** Texto **
Quando o povo via o quanto os frades exultavam em suas tribulações, insistiam devotamente na oração e tinham o maior amor entre si, pelo qual eram reconhecidos como verdadeiros discípulos do Senhor. Muitos ficavam de coração compungido e os procuravam para pedir desculpas pelas ofensas feitas. Eles os perdoavam de todo o coração, dizendo: “Deus vos perdoe” e os admoestavam saudavelmente acerca da salvação. Alguns rogavam aos irmãos que os recebessem em sua companhia.
Todos os dias eram solícitos para orar e trabalhar com as próprias mãos e, assim, afastar absolutamente toda ociosidade, inimiga da alma. Levantavam-se dedicadamente à meia-noite e oravam com muita devoção. Cada qual servia e nutria o outro como uma mãe com seu filho único e dileto. Ardia neles tanta caridade, que lhes parecia fácil entregar seus corpos à morte, não só por amor de Cristo, mas também pela salvação da alma ou do corpo de seus confrades.
Por isso, um dia, quando dois desses irmãos iam juntos, encontraram um louco que começou a atirar-lhes pedras. Vendo um deles que as pedras iam ferir o outro, logo se colocou à frente, preferindo que as pedras o atingissem e não ao outro irmão, por causa da mútua caridade em que ardiam: assim estavam prontos a dar a vida um pelo outro. Estavam tão fundamentados e arraigados na humildade e na caridade, que um reverenciava o outro como pai e senhor e, aqueles que se destacavam por ofício do cargo ou por algum dom natural, pareciam mais humildes e vis que os outros.
Todos também se ofereciam para obedecer, preparando-se sempre para a vontade de quem mandava. Não faziam distinção entre preceito justo ou injusto, porque tudo o que era ordenado julgavam conforme a vontade do Senhor. Assim, observar os preceitos era para eles fácil e suave. Abstinham-se dos desejos carnais, julgando cuidadosamente a si mesmos e tomando cuidado para que um não ofendesse ao outro. E se acontecia alguma vez de um dizer ao outro qualquer palavra que o pudesse perturbar, tanto lhe remordia a consciência que não podia descansar até que não dissesse a sua culpa, prostrando-se no chão, humildemente. Assim esforçavam-se por afastar todo rancor e malícia, para que fosse conservada a perfeita caridade entre eles, empenhando-se quanto podiam por opor a cada vício uma virtude, com o impulso e o auxílio da graça de Jesus Cristo. Além disso, nada reivindicavam como próprio, mas usavam em comum os livros e outras coisas recebidas, segundo a forma transmitida e mantida pelos apóstolos. Embora houvesse verdadeira pobreza neles e entre eles eram, contudo, pródigos com todas as coisas que Deus lhes concedia.

** Instruções **
Retome o texto sobre a convivência dos frades e continue-o a partir da última frase mostrada.

** Entradas fornecidas **
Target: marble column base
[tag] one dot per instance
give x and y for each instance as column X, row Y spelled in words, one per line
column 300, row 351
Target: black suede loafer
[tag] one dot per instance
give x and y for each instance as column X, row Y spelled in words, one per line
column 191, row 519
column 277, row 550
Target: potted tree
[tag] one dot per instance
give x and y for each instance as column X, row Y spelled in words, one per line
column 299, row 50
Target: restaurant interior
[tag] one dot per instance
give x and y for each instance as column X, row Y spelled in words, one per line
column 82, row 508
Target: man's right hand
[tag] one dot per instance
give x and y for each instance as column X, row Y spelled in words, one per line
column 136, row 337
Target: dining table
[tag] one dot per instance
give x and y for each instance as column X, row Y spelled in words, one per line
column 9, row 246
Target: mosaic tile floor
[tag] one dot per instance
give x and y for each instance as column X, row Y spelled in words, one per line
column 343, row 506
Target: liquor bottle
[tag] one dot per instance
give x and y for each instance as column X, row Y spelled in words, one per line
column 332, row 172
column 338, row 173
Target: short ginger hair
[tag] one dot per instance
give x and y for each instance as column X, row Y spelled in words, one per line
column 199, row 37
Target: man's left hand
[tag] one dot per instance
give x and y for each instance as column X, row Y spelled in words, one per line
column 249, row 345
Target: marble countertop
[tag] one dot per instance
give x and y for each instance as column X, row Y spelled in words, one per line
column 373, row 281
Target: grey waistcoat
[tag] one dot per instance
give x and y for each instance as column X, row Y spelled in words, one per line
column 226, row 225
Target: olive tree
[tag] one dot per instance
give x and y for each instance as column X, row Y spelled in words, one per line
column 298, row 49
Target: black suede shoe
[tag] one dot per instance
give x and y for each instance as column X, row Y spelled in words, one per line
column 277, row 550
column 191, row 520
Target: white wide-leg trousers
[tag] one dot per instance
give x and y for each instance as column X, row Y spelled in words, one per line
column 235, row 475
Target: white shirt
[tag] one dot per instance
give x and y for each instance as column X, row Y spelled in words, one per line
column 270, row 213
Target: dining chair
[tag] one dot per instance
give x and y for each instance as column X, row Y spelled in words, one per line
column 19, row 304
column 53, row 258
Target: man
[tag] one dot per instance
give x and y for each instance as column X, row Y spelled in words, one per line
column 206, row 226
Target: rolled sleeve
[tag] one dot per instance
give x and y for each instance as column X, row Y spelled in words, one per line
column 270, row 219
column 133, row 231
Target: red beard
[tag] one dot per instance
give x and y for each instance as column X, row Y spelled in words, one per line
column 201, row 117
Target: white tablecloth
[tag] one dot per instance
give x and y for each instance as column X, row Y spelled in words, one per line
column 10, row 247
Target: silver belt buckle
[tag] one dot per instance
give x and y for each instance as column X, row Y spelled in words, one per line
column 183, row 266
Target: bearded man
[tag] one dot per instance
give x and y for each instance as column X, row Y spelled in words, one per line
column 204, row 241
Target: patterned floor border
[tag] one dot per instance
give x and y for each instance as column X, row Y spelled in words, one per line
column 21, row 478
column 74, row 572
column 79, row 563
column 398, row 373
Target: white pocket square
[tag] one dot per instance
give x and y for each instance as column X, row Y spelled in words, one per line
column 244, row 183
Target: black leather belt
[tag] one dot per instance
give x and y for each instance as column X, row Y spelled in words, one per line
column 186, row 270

** Resposta **
Quando iam pela estrada e encontravam pobres pedindo alguma coisa por amor de Deus, não tendo o que oferecer, davam alguma parte de suas roupas, embora de nenhum valor. Às vezes davam o capuz, separando-o da túnica, outras vezes a manga e alguma vez outra parte, descosturando-a da túnica para cumprirem aquilo do Evangelho: “Darás a todos que te pedir”.
Pediam os companheiros a Francisco para não serem enviados às terras de onde eram oriundos, a fim de fugirem à familiaridade e convivência com seus consanguíneos. Regozijavam-se continuamente no Senhor, pois não tinham dentro de si por que se contristar com alguma coisa. De fato, quanto mais separados do mundo, mais estavam unidos a Deus. Seguindo o caminho da cruz e as sendas da justiça, removiam os obstáculos do caminho estreito da penitência e os tropeços da observância evangélica, a fim de que se tornasse via plana e segura para os que viessem depois.